• **CHALLENGE 1**: How would you render the sentence "I was but a tiny cog in a giant war machine." from the source text in Spanish?

• **SOURCE TEXT**:
As we near the end of the year, background: My piece on "The Tragedy of the American Military" is here; the "Gary Hart Memo" is here; an extra reading list is here; and here are previous reader responses No. 1, No. 2, No. 3, No. 4, and No. 5
For No. 6 we have two reading-list updates, then a message from a recent Air Force veteran.
1) The F-35 and its gun that won't shoot. It's worth reading this new report by Dave Majumdar of The Daily Beast about the latest travails of the F-35, the plane I described in my article. Short version: The challenged F-35 is scheduled to start becoming operational next year. But software problems reportedly mean that its cannon will not work, and the problem will apparently take longer to fix than the United States spent fighting all of World War II. As the story says:
Even though the Joint Strike Fighter, or F-35, is supposed to join frontline U.S. Marine Corps fighter squadrons next year and Air Force units in 2016, the jet’s software does not yet have the ability to shoot its 25mm cannon. But even when the jet will be able to shoot its gun, the F-35 barely carries enough ammunition to make the weapon useful.
The report relies entirely on unnamed sources, which is not ideal; but several similar preceding reports by Majumdar have not been knocked down by Pentagon responses.
2) Aussie reading on the F-35. It is also worth checking out this quite interesting site. Its head of testing and evaluation, Peter Goon, previews its approach:
What is America and its closest allies like Canada, Japan and Australia going to do in the post-2015 "stealth-on-stealth"/"counter-stealth" world where all the leading reference threats, both airborne and surface based, being proliferated around the world by some of the world's best new-age capitalists, have the common design aim of going up against and defeating the F-22A Raptor and B-2A Spirit stealth bomber; especially when there are so few of the latter capabilities to be a persuasive deterrent let alone an effective defence?
3) "It angers me to the point of an ulcer." Steven Specht, who served in the Air Force from 2006 to 2010, writes:
I suppose I come from a military family as most of the males and at least one female has served in the armed forces, but I don't really think of it as an obligation to family history so much as an obligation as a citizen.
The constant prattle of "first, I want to thank you for your service" angers me to the point of an ulcer. Normally I just mutter a thank you and go on ordering my coffee, but deep down I feel a seething anger of wanting to ask them precisely what they want to thank me for.
The anger came to a head this most recent Veterans Day when I was asked to come to a Veterans Day event held by a local lawyers organization. (I am a vet and a law student). I wrote the following piece titled "If You Want to Thank Me for My Service." I think it captures some of the substance of what you speak of.
It is Veterans Day.
I will be thanked a few dozen times for my service. I will feel some combination of irritation and embarrassment as I mumble a thank you for the thank you. I am generally humble about what I did. It’s not that I don’t like to talk about it but that there isn’t much to say. Any pride is rooted in the crews and teams I served with. They are some of the best people I will ever know, and it was an honor to serve among them. Some of them are dead; some have moved on; some are lifers that will stay in the uniform until the government tells them to go home. Despite what I was told in briefings, I wasn’t that special. I was but a tiny cog in a giant war machine.

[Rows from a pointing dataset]
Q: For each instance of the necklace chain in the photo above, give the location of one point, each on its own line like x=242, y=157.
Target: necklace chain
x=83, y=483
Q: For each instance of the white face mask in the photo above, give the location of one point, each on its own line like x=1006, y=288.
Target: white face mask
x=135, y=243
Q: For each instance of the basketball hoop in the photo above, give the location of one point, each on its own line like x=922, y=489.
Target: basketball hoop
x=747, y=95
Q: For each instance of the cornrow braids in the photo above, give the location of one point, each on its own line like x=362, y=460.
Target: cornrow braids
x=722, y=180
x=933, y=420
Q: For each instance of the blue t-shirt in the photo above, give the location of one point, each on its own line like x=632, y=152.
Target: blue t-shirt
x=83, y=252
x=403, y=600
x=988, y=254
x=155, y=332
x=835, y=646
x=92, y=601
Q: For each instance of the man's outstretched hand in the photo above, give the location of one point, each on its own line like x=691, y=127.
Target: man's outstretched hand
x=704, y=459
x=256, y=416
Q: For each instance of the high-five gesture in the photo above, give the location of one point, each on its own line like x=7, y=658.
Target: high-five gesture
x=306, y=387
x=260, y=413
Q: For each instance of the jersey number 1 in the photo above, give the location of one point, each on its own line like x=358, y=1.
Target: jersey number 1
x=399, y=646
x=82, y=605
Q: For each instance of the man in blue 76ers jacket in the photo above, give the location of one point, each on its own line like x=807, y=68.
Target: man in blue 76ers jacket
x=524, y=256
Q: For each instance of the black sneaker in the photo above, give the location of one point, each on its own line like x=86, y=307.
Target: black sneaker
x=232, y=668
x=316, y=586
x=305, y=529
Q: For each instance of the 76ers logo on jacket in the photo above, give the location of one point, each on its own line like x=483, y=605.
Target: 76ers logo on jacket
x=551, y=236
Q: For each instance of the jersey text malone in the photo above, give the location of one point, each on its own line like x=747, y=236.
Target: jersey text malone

• **CHALLENGE 2**: Write out the stretch of entries from the first one through the line containing "x=260, y=413", both ends included and requests kept as they are. Multiply every coordinate in the answers by 1.85 and round to whole numbers, with halves rounded up.

• **TASK RESPONSE 1**: No era más que un pequeño engranaje en una gigantesca máquina de guerra.

• **TASK RESPONSE 2**:
Q: For each instance of the necklace chain in the photo above, give the location of one point, each on its own line like x=242, y=157.
Target: necklace chain
x=154, y=894
Q: For each instance of the white face mask in the photo above, give the location of one point, each on its own line like x=1006, y=288.
Target: white face mask
x=250, y=450
Q: For each instance of the basketball hoop in the photo above, give the location of one point, each on its own line like x=922, y=489.
Target: basketball hoop
x=1382, y=176
Q: For each instance of the cornrow braids in the photo above, give the location of one point, each on its own line like x=362, y=460.
Target: cornrow braids
x=1336, y=333
x=1726, y=777
Q: For each instance of the blue t-shirt in the photo above, give the location of one point, each on its own line like x=632, y=152.
Target: blue t-shirt
x=154, y=466
x=746, y=1110
x=1828, y=470
x=287, y=614
x=1545, y=1195
x=170, y=1112
Q: For each instance of the man's outstretched hand in the photo above, give the location of one point, each on its own line like x=691, y=127.
Target: man's outstretched hand
x=1302, y=849
x=474, y=770
Q: For each instance of the high-five gesture in the photo above, give the location of one point, each on its own line like x=7, y=658.
Target: high-five gesture
x=566, y=716
x=481, y=764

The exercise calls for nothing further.